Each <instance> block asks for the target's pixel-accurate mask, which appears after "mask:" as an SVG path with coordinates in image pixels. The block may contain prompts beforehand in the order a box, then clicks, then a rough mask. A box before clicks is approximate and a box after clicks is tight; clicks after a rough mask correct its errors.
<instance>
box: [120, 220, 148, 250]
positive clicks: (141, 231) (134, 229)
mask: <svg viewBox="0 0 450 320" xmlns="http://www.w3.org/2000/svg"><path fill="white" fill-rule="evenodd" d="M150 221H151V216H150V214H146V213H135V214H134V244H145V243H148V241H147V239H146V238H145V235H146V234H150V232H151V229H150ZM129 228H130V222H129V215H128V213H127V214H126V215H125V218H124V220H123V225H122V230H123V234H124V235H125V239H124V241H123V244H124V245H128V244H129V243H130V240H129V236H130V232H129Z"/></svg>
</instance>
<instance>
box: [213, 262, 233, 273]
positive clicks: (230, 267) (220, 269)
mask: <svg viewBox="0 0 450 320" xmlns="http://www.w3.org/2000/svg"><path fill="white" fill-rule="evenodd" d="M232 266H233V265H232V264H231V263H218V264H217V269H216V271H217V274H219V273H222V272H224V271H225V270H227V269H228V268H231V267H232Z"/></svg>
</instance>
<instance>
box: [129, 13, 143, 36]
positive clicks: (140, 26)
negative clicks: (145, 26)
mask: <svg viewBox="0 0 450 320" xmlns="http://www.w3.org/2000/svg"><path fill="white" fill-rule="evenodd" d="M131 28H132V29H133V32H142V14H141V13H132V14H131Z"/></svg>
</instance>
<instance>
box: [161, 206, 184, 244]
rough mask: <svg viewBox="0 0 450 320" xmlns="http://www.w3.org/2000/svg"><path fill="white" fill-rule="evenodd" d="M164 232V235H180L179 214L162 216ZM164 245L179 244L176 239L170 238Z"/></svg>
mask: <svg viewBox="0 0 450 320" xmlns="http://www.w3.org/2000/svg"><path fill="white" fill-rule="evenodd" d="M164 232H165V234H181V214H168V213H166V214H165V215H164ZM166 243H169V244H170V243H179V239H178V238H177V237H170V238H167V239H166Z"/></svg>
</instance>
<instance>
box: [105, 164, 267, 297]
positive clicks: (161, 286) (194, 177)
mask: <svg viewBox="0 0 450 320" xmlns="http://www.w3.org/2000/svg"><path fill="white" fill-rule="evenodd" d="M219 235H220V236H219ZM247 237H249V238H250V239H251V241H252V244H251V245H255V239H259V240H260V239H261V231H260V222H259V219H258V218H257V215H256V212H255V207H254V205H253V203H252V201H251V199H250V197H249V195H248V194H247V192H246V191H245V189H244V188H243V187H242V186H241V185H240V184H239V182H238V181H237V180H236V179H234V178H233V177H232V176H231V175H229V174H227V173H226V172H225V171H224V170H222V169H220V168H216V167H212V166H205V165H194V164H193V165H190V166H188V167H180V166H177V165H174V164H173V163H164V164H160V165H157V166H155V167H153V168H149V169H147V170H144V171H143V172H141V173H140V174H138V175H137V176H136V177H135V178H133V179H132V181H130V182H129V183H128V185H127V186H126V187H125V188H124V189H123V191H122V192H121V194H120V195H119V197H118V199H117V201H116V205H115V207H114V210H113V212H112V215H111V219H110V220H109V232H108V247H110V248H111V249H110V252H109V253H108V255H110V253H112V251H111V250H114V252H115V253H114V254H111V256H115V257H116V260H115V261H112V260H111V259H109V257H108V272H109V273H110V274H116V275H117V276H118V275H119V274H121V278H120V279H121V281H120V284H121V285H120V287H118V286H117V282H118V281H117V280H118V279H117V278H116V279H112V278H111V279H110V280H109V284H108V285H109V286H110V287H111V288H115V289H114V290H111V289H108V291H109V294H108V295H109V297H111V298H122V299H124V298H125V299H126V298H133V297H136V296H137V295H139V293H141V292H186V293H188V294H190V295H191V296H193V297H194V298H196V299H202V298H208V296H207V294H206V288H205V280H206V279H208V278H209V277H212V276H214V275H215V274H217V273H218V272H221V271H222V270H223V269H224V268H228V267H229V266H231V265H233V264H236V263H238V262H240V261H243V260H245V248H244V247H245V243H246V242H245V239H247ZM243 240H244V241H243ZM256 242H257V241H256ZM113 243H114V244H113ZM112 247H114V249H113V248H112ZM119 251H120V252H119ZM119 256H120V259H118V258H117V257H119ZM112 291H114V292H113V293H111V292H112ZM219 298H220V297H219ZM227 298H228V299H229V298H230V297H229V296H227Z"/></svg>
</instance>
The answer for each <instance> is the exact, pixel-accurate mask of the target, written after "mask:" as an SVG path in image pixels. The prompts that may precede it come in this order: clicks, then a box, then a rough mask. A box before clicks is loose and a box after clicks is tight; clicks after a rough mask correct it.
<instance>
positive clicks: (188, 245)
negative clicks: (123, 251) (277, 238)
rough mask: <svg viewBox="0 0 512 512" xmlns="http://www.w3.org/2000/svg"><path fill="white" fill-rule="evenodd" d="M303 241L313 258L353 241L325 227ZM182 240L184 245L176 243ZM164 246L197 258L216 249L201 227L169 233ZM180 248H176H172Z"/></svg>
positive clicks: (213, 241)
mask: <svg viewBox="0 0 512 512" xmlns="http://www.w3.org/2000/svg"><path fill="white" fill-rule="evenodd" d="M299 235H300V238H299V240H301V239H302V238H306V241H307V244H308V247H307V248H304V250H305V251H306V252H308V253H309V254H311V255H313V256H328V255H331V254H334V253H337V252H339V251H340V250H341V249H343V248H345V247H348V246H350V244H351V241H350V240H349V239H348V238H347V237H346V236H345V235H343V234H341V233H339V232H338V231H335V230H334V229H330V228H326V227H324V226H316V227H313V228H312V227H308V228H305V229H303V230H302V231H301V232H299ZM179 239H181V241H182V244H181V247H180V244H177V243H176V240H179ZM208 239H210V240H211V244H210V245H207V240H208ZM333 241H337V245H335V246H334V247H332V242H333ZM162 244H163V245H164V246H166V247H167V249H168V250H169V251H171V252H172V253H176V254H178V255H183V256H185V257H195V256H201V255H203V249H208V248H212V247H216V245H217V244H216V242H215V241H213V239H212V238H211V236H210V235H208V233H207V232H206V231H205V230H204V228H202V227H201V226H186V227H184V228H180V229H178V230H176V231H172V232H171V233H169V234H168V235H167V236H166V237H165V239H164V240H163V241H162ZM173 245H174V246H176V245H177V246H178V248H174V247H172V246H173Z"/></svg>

________________

All lines from the one containing "241L313 258L353 241L325" through the end of the listing above are to be restated word for word, and no others.

§ Task response:
rough mask: <svg viewBox="0 0 512 512" xmlns="http://www.w3.org/2000/svg"><path fill="white" fill-rule="evenodd" d="M303 241L313 258L353 241L325 227ZM182 240L184 245L176 243ZM164 246L197 258L216 249L201 227L169 233ZM180 248H176H172Z"/></svg>
positive clicks: (213, 241)
mask: <svg viewBox="0 0 512 512" xmlns="http://www.w3.org/2000/svg"><path fill="white" fill-rule="evenodd" d="M299 235H300V238H299V240H301V239H302V238H306V241H307V244H308V247H307V248H304V250H305V251H306V252H308V253H309V254H311V255H313V256H328V255H331V254H334V253H337V252H339V251H340V250H341V249H343V248H345V247H348V246H350V244H351V241H350V240H349V239H348V238H347V237H346V236H345V235H343V234H341V233H339V232H338V231H335V230H334V229H330V228H326V227H324V226H316V227H313V228H312V227H308V228H305V229H303V230H302V231H301V232H299ZM179 239H181V241H182V244H181V247H180V244H177V243H176V240H179ZM208 239H210V240H211V244H210V245H207V240H208ZM333 241H337V245H335V246H334V247H332V242H333ZM162 244H163V245H164V246H166V247H167V249H168V250H169V251H171V252H172V253H176V254H178V255H183V256H185V257H195V256H201V255H203V249H208V248H212V247H216V245H217V244H216V242H215V241H213V239H212V238H211V236H210V235H208V233H207V232H206V231H205V230H204V228H202V227H201V226H186V227H184V228H180V229H178V230H176V231H172V232H171V233H169V234H168V235H167V236H166V237H165V239H164V240H163V241H162ZM173 245H174V246H176V245H177V246H178V248H174V247H172V246H173Z"/></svg>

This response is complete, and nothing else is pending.